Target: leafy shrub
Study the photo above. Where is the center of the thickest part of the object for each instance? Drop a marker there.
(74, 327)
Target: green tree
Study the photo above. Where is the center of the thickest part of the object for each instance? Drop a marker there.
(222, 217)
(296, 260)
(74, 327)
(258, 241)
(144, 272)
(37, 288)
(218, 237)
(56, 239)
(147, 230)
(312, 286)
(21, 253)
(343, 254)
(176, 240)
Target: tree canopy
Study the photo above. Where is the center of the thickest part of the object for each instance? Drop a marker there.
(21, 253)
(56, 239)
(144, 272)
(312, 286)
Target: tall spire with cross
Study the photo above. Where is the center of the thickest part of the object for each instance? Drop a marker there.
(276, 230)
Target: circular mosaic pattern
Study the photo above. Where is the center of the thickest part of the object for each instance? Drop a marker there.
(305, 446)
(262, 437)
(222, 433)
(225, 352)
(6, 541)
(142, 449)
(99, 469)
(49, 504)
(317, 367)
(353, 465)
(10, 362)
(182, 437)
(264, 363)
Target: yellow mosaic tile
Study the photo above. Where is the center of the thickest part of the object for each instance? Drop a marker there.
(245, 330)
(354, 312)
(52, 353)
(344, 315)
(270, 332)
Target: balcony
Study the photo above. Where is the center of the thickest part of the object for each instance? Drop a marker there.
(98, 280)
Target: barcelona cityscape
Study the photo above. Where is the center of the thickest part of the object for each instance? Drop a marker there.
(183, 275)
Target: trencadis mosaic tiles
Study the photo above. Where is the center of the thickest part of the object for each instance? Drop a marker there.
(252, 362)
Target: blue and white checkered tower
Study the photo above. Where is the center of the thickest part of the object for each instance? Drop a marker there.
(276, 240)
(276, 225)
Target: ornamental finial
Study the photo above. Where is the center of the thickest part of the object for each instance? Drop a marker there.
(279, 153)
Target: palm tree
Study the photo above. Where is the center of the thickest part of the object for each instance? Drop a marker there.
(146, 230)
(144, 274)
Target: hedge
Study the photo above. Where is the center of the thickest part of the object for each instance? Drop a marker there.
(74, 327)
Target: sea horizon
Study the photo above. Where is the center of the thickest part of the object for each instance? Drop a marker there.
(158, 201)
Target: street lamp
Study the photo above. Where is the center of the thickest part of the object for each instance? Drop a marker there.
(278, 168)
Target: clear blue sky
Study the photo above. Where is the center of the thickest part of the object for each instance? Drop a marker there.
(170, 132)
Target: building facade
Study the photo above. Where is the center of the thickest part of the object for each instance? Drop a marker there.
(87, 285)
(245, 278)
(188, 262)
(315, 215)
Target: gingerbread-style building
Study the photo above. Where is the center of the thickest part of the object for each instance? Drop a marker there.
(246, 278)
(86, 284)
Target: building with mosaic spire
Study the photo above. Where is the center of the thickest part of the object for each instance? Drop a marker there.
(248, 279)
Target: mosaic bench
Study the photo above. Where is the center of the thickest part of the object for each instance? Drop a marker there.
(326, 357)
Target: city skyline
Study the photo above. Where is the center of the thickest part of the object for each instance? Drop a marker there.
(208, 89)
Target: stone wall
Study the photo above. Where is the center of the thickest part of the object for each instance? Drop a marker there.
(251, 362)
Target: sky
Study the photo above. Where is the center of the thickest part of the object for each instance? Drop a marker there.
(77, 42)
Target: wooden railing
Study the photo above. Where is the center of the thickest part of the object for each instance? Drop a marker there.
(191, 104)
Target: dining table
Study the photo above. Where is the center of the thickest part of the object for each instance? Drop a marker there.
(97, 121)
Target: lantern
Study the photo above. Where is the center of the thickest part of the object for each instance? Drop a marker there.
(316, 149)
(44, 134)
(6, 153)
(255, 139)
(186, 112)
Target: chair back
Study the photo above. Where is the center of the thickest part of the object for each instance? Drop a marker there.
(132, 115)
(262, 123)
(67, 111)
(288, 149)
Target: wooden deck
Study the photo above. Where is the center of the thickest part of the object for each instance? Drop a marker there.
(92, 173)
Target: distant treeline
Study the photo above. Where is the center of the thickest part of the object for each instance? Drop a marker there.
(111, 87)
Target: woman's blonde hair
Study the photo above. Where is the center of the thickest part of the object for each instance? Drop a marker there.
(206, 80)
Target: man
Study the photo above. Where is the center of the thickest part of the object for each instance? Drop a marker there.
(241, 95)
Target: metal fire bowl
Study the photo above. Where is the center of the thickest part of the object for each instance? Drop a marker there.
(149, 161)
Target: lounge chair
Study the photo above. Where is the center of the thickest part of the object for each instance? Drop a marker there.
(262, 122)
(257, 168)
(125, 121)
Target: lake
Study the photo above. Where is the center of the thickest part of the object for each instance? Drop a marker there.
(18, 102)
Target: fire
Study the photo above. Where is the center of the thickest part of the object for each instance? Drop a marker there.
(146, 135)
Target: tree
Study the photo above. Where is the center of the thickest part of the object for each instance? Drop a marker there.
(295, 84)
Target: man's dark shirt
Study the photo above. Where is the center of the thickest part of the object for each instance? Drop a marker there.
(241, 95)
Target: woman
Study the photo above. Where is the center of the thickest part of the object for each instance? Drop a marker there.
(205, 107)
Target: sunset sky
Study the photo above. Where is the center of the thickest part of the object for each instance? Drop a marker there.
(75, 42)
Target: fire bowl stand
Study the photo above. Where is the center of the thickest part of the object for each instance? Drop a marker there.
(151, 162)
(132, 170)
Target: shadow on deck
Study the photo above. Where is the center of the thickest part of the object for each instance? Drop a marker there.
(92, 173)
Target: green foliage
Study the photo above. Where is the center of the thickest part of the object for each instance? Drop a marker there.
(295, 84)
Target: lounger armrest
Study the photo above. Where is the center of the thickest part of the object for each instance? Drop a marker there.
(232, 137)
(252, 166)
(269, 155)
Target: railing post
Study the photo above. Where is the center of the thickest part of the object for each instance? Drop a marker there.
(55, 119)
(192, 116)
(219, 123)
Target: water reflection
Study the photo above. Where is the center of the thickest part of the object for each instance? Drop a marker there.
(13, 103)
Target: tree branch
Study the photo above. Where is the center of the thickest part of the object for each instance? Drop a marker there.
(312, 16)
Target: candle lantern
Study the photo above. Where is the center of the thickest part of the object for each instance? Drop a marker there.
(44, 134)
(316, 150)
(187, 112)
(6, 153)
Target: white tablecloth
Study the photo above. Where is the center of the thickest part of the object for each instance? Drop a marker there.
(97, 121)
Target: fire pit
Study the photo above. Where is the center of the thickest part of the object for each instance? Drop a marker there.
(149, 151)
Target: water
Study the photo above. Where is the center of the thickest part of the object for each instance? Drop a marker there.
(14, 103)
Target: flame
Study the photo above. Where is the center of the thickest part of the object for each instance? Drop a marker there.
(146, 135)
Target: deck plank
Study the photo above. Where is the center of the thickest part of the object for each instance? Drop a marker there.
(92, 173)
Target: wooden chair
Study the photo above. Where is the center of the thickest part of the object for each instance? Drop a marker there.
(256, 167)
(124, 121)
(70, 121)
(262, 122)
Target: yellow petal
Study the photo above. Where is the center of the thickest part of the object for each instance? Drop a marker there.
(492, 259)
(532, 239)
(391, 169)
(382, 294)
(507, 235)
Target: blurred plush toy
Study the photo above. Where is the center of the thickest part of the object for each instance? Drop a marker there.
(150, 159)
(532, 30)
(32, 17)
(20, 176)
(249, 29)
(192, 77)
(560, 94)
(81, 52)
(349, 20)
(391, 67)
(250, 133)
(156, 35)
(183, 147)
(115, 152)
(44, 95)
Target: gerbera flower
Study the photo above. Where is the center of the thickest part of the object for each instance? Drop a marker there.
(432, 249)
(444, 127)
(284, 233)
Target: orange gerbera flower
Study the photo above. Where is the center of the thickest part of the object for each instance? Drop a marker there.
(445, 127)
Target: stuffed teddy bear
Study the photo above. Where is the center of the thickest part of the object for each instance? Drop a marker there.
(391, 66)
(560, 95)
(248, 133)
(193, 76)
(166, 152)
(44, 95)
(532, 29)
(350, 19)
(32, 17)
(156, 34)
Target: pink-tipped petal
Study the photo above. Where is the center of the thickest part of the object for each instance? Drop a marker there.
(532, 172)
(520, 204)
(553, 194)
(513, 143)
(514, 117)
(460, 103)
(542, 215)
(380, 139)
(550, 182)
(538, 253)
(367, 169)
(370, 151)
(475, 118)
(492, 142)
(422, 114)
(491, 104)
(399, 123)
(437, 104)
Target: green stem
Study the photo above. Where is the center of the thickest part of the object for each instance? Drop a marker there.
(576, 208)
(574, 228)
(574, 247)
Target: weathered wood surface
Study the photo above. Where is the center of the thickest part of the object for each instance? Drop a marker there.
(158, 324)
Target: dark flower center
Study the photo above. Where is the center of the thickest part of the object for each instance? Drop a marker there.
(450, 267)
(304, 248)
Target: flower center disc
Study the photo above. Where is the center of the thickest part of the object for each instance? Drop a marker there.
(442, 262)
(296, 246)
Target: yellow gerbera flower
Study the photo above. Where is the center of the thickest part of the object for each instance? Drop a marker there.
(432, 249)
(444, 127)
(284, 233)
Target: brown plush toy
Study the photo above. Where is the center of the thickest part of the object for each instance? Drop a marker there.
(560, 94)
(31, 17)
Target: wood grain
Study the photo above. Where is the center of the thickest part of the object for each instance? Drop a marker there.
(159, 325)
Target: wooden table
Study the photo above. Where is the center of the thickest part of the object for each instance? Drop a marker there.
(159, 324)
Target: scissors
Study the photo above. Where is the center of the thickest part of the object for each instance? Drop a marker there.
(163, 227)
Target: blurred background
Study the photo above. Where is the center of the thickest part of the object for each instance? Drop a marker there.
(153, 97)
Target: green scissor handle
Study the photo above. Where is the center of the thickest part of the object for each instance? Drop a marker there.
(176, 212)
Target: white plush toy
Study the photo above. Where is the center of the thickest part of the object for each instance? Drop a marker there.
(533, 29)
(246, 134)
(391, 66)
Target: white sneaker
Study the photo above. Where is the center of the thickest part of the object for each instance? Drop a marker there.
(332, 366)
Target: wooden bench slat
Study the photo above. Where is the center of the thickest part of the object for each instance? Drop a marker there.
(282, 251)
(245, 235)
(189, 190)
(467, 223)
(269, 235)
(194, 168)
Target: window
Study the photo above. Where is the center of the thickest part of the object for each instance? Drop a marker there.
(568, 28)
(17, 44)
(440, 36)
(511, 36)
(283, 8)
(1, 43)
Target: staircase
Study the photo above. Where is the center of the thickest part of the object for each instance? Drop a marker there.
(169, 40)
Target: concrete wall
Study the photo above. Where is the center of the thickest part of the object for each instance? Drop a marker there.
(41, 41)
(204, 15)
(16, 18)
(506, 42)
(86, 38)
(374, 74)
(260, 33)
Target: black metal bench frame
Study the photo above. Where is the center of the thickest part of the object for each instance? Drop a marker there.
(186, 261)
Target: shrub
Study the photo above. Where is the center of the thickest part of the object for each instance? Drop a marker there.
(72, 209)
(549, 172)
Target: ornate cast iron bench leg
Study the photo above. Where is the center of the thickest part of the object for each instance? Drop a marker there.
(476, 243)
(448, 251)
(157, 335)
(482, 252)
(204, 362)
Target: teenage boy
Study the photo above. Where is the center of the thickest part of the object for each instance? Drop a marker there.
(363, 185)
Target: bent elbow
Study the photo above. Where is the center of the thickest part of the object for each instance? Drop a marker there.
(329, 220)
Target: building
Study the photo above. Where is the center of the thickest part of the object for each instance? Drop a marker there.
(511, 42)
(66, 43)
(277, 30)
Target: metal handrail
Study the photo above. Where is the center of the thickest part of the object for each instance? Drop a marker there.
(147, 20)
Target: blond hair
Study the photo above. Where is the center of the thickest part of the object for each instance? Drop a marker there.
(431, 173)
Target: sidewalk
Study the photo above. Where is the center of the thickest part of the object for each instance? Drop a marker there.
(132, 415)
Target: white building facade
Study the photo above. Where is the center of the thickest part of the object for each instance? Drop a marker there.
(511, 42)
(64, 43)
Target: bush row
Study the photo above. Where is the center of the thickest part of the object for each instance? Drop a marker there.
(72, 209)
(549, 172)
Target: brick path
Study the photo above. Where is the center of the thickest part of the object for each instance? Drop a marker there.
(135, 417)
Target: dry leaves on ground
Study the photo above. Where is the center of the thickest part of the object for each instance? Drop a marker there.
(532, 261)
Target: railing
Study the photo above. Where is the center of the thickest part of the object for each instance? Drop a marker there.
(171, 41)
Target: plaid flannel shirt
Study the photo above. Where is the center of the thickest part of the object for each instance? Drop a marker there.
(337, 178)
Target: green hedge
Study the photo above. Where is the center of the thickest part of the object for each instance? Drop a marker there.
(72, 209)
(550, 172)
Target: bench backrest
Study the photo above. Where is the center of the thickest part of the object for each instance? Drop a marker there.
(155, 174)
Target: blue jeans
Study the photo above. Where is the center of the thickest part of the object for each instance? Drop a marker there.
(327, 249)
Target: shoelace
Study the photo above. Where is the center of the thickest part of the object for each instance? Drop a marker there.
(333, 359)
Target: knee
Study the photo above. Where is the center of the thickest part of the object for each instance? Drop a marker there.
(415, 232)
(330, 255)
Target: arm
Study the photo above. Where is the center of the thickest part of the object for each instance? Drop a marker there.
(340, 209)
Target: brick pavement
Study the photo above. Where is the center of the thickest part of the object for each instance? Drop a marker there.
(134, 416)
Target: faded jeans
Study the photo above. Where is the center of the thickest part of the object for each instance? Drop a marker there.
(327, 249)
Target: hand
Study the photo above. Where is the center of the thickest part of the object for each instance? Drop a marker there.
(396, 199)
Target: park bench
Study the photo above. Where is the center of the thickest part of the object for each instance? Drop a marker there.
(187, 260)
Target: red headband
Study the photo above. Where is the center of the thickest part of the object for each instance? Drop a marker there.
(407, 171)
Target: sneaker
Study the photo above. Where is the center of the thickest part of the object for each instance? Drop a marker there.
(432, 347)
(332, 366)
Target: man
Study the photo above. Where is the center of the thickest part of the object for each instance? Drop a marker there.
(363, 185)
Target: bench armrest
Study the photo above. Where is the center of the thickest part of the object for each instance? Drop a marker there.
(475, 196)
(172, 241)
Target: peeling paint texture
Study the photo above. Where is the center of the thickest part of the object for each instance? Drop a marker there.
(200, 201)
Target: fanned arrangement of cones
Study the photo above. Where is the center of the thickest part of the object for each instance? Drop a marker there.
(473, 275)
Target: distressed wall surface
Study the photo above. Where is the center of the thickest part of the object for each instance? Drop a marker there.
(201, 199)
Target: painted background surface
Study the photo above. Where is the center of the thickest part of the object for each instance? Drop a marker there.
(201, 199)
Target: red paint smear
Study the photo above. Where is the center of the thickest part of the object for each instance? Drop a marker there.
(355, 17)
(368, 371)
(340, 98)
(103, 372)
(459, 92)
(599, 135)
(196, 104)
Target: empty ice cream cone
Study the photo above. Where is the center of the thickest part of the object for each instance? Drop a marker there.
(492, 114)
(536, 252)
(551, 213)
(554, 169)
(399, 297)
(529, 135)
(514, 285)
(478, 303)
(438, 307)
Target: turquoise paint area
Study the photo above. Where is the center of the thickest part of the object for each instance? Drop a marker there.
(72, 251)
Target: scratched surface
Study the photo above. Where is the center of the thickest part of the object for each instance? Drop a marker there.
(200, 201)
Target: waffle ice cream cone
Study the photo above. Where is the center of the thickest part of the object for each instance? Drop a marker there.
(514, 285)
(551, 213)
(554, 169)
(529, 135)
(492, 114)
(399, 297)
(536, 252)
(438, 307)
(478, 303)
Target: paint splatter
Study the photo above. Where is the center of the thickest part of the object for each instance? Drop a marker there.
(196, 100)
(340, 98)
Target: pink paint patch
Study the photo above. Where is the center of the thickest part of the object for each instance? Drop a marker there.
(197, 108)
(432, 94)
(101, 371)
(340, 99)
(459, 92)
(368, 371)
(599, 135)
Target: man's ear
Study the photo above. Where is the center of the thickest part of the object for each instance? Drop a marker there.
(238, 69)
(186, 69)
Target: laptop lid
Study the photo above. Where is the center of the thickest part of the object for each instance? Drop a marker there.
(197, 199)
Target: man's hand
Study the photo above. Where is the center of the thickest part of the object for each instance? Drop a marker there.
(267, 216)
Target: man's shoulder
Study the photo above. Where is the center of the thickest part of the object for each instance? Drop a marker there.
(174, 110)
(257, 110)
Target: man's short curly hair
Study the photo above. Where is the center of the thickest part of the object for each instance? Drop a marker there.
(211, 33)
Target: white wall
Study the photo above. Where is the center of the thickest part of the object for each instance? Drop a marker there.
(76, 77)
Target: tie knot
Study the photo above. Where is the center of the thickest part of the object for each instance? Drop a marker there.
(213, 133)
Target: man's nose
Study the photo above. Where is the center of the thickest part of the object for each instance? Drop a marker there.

● Problem: In how many lines above does the word "facade" appear? Answer with only the number.

● Exercise result: 2